What is expected: Whenever a line in the records below contains "dark", pick it out.

START Records to process

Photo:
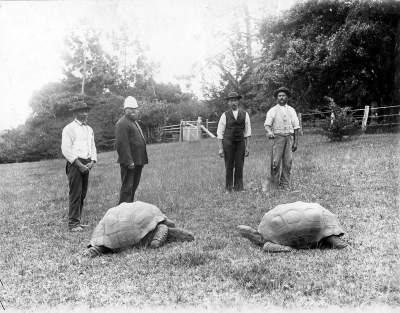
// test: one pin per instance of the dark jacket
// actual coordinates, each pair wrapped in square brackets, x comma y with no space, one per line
[130,143]
[234,129]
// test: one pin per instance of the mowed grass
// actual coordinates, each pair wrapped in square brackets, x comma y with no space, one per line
[41,261]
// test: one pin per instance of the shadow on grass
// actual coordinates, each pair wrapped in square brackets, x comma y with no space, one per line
[191,258]
[259,278]
[214,245]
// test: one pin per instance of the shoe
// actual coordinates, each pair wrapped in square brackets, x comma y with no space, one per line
[76,229]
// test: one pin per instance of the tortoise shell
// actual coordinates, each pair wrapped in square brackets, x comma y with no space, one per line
[126,224]
[299,224]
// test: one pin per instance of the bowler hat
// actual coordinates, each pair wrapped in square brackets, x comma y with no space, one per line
[282,89]
[130,102]
[79,106]
[233,95]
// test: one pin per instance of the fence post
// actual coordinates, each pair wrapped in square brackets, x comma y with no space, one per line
[300,117]
[199,127]
[365,119]
[180,131]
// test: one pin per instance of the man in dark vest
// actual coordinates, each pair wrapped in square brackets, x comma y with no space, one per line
[131,149]
[233,132]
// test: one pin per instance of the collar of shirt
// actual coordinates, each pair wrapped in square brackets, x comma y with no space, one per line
[80,123]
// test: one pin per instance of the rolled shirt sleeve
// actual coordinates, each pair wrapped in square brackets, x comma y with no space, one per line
[269,118]
[247,127]
[93,149]
[295,120]
[221,126]
[67,145]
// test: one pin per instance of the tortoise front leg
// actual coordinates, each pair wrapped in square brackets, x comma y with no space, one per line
[160,236]
[251,234]
[274,247]
[95,251]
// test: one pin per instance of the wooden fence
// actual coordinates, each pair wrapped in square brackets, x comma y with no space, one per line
[368,118]
[188,130]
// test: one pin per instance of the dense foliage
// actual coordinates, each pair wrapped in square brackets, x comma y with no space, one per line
[347,50]
[108,79]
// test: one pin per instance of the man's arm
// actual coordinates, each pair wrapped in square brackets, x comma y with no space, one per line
[122,144]
[220,134]
[295,139]
[296,127]
[268,124]
[247,134]
[93,150]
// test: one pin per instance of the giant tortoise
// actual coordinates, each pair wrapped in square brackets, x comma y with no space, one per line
[134,224]
[297,225]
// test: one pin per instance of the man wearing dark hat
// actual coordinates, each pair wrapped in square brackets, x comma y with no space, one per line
[233,132]
[282,125]
[78,147]
[131,149]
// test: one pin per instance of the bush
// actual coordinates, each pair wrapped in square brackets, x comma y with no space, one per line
[341,123]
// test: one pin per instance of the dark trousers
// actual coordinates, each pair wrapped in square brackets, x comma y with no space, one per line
[78,185]
[234,160]
[130,181]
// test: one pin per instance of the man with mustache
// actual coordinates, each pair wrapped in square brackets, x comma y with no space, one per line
[131,149]
[233,134]
[282,126]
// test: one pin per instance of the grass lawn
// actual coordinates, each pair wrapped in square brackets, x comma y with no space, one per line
[40,261]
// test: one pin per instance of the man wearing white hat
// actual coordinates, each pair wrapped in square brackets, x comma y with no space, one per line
[131,149]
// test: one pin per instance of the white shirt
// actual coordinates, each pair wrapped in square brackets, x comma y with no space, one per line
[78,142]
[222,125]
[282,119]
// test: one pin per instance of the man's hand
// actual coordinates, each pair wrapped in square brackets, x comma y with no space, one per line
[82,168]
[270,135]
[90,165]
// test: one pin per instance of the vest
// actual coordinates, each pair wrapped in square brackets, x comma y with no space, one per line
[234,129]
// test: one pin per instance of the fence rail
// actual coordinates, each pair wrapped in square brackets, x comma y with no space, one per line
[367,117]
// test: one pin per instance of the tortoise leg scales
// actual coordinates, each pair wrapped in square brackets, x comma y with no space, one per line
[160,236]
[177,234]
[251,234]
[274,247]
[169,222]
[334,242]
[95,251]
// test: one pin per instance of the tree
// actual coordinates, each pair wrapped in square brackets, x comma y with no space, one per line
[343,49]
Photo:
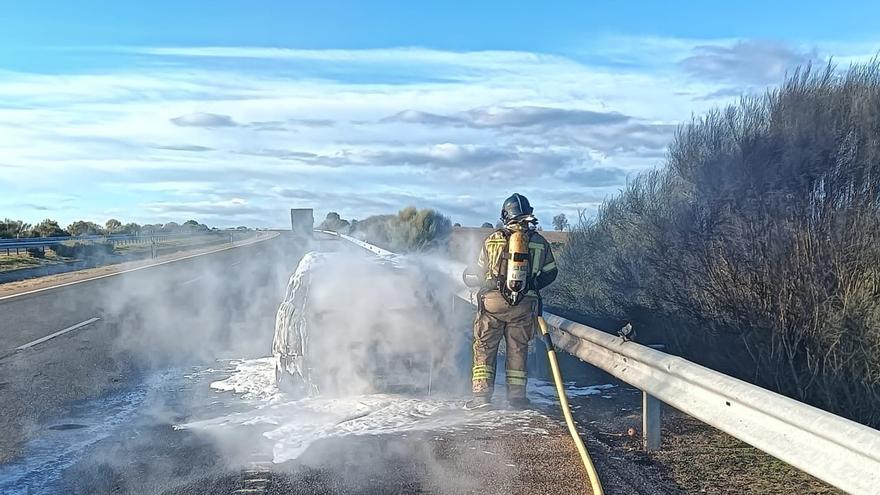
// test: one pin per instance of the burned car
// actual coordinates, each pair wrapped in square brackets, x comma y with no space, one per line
[352,323]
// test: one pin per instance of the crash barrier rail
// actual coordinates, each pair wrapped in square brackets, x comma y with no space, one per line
[843,453]
[117,240]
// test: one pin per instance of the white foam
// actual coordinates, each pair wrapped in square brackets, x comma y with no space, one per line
[543,392]
[293,425]
[250,378]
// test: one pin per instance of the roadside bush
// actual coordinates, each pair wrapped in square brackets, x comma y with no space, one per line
[36,253]
[410,230]
[756,249]
[83,250]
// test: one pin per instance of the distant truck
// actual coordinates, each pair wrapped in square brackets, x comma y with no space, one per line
[302,222]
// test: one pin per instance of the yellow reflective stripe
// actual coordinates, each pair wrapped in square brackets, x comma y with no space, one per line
[482,368]
[537,250]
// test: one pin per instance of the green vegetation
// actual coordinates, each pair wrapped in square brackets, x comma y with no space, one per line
[756,249]
[49,228]
[410,230]
[560,222]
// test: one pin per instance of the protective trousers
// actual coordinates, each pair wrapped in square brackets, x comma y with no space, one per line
[497,319]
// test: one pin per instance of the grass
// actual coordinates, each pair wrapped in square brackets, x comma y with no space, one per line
[18,261]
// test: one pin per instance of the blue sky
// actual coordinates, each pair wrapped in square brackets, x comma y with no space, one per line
[231,113]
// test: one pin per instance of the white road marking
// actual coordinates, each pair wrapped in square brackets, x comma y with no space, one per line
[192,280]
[67,284]
[60,332]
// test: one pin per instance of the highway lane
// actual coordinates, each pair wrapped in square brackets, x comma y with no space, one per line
[182,313]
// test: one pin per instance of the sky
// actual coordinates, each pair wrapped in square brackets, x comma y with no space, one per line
[231,113]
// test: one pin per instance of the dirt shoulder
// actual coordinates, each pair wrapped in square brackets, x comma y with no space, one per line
[18,287]
[694,458]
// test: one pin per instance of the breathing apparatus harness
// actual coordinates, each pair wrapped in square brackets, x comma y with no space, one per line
[516,280]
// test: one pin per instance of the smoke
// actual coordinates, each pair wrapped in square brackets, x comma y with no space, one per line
[352,324]
[381,351]
[196,311]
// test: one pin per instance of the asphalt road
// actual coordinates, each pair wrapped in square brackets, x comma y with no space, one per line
[97,405]
[186,312]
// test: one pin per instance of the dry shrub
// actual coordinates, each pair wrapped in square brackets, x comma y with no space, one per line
[756,249]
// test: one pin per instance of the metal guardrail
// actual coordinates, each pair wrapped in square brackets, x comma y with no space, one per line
[840,452]
[117,239]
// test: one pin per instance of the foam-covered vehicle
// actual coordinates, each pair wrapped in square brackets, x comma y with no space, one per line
[353,323]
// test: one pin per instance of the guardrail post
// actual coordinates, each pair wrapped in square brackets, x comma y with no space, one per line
[651,422]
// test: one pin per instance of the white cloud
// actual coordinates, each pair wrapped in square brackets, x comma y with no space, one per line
[173,133]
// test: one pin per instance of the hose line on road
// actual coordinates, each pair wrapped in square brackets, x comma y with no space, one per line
[595,483]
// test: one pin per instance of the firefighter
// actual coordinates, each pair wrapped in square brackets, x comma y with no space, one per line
[515,264]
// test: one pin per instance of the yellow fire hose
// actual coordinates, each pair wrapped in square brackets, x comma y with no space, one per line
[595,483]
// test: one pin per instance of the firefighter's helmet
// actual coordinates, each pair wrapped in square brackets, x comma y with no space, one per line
[515,207]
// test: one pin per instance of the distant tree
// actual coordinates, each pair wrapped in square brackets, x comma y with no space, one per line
[131,228]
[14,228]
[335,223]
[560,222]
[113,226]
[84,227]
[49,228]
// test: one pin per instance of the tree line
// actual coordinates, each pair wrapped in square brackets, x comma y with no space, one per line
[755,249]
[50,228]
[411,229]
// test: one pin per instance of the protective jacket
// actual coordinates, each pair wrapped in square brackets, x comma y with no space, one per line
[497,318]
[492,264]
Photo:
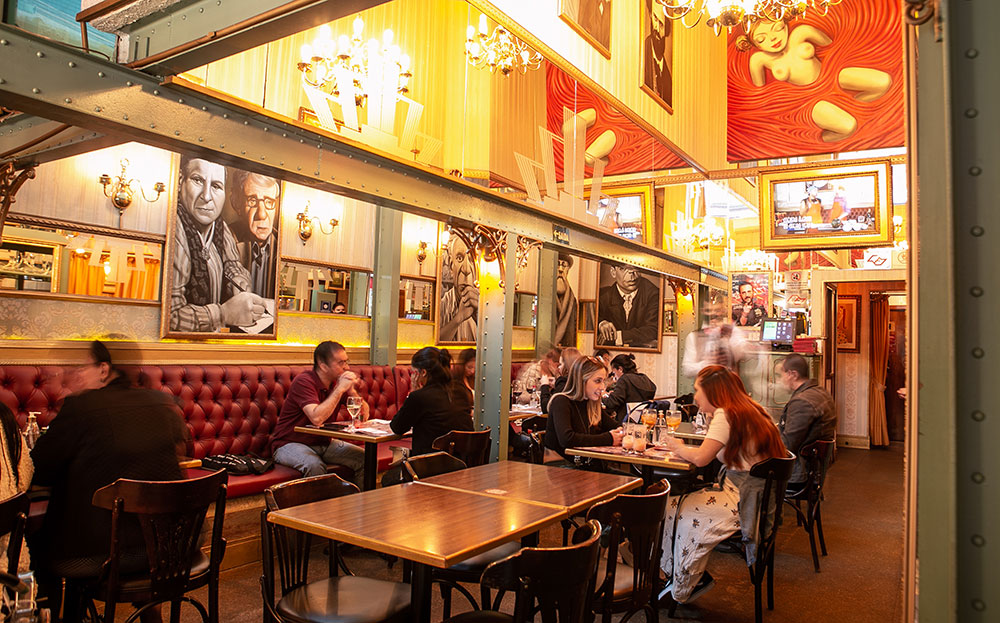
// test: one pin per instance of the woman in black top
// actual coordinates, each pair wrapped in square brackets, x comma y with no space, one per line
[430,409]
[630,386]
[576,418]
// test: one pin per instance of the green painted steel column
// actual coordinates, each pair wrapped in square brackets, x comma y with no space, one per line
[385,285]
[548,269]
[496,316]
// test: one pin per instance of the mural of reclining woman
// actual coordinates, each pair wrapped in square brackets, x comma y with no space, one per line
[790,56]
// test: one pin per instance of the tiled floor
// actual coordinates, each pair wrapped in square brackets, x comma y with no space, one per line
[860,580]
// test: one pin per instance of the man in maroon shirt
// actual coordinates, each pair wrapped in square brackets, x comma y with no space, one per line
[314,398]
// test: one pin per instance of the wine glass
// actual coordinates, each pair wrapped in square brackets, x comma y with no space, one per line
[354,408]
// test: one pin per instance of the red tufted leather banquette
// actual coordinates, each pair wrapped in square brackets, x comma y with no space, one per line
[228,409]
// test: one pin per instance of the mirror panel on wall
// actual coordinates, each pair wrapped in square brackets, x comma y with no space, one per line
[324,289]
[64,261]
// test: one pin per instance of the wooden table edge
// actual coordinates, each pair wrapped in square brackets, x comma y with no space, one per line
[418,556]
[345,436]
[604,456]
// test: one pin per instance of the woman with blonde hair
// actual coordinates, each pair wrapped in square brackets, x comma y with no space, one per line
[740,435]
[576,416]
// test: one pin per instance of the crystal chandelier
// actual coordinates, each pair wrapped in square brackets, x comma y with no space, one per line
[499,50]
[721,14]
[368,67]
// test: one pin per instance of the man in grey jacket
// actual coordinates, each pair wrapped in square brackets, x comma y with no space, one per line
[809,414]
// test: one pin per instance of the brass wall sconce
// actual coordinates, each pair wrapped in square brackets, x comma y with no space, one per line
[122,191]
[306,224]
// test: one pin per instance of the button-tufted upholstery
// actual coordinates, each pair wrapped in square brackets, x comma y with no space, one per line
[228,409]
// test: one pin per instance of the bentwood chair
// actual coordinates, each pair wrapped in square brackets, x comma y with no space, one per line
[311,489]
[558,582]
[171,515]
[817,457]
[470,447]
[630,588]
[336,599]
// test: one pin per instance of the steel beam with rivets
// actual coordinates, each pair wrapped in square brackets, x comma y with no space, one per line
[44,78]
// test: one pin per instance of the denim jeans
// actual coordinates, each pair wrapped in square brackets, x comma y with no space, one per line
[312,460]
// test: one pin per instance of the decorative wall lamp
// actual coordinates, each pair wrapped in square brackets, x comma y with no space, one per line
[306,224]
[499,50]
[122,191]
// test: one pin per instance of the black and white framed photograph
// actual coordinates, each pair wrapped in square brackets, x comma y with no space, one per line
[222,250]
[629,304]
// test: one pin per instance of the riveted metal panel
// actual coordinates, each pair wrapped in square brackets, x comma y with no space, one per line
[974,55]
[63,84]
[385,295]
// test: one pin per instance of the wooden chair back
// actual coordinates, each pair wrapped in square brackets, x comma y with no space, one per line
[470,447]
[559,580]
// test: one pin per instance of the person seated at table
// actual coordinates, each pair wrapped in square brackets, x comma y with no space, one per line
[567,358]
[630,386]
[576,418]
[741,434]
[431,408]
[16,470]
[315,397]
[105,431]
[463,379]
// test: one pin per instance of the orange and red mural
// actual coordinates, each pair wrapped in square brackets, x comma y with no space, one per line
[633,150]
[819,84]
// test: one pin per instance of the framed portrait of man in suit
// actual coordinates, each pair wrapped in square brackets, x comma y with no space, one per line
[657,54]
[629,304]
[222,253]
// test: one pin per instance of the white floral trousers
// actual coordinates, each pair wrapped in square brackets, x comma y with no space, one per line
[704,518]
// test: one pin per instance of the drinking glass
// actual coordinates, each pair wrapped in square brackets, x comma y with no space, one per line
[354,408]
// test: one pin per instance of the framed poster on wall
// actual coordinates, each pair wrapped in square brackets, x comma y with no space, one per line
[222,253]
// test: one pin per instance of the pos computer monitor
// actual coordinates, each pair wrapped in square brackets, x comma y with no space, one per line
[778,331]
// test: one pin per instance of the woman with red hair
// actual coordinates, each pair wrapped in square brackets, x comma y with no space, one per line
[741,434]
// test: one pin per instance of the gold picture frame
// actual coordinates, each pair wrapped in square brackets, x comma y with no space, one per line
[588,21]
[657,85]
[641,194]
[841,206]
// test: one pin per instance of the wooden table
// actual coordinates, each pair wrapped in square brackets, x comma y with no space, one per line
[438,524]
[571,489]
[650,459]
[371,442]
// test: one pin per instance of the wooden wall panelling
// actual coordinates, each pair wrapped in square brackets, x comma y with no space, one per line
[350,244]
[68,189]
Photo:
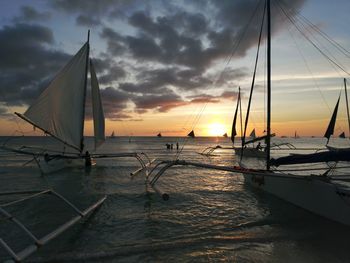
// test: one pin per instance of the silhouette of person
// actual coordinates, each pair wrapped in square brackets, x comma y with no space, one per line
[87,159]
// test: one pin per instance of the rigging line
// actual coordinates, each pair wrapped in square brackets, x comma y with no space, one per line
[308,68]
[337,45]
[319,43]
[253,80]
[234,50]
[312,43]
[298,28]
[334,61]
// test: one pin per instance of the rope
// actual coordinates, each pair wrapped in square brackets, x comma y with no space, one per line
[312,43]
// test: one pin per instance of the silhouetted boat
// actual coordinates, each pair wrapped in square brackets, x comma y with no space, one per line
[191,134]
[322,195]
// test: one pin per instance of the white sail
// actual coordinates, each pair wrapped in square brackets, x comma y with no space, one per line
[252,134]
[60,107]
[97,110]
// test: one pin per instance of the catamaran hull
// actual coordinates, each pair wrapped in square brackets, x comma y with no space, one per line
[58,164]
[320,197]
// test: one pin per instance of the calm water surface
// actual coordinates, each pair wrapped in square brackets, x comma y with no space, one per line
[211,216]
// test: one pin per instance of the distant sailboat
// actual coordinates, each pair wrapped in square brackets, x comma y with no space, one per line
[322,194]
[191,134]
[296,136]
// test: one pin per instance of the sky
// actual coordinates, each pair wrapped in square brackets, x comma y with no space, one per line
[173,66]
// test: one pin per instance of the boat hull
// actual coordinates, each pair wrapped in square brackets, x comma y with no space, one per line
[323,198]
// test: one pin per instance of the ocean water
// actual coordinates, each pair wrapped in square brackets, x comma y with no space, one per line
[211,216]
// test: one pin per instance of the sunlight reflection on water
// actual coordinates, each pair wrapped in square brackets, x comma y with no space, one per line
[211,215]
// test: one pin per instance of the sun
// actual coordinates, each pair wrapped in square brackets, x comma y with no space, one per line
[216,129]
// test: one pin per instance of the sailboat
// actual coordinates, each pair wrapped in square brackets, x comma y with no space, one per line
[191,134]
[296,136]
[322,194]
[256,152]
[330,129]
[59,111]
[318,194]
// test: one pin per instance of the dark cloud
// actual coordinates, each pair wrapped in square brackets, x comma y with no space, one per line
[158,102]
[26,63]
[84,20]
[169,50]
[114,104]
[29,14]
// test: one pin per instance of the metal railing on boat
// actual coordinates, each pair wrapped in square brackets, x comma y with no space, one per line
[39,242]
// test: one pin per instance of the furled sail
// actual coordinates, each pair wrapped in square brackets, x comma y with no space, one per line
[327,156]
[330,129]
[59,110]
[234,131]
[191,134]
[97,110]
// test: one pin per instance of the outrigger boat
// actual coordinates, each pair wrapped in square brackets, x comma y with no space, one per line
[59,111]
[322,194]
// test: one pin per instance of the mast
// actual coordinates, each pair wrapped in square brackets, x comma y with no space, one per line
[84,97]
[347,104]
[268,128]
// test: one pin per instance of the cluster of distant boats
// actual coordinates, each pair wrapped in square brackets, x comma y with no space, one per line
[60,112]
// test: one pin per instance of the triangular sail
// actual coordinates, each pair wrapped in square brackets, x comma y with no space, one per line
[191,134]
[60,107]
[330,129]
[97,110]
[347,104]
[234,131]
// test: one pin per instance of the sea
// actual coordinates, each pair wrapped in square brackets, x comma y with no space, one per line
[211,216]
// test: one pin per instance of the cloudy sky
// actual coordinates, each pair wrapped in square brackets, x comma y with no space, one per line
[168,66]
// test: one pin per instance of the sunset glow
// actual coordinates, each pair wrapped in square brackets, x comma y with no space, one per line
[216,129]
[161,70]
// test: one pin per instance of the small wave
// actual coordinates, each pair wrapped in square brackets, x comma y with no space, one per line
[136,249]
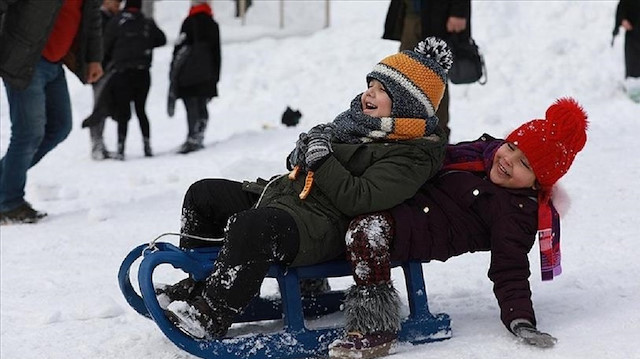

END Records to process

Solved problem:
// test: one pin per instance of the dark jacket
// test: one pin per instance of the man in dark vest
// test: one pin per instance of the man wearing dark hat
// test: one pin per instance of the dark trousers
// test: one pin per instance of the dark cloud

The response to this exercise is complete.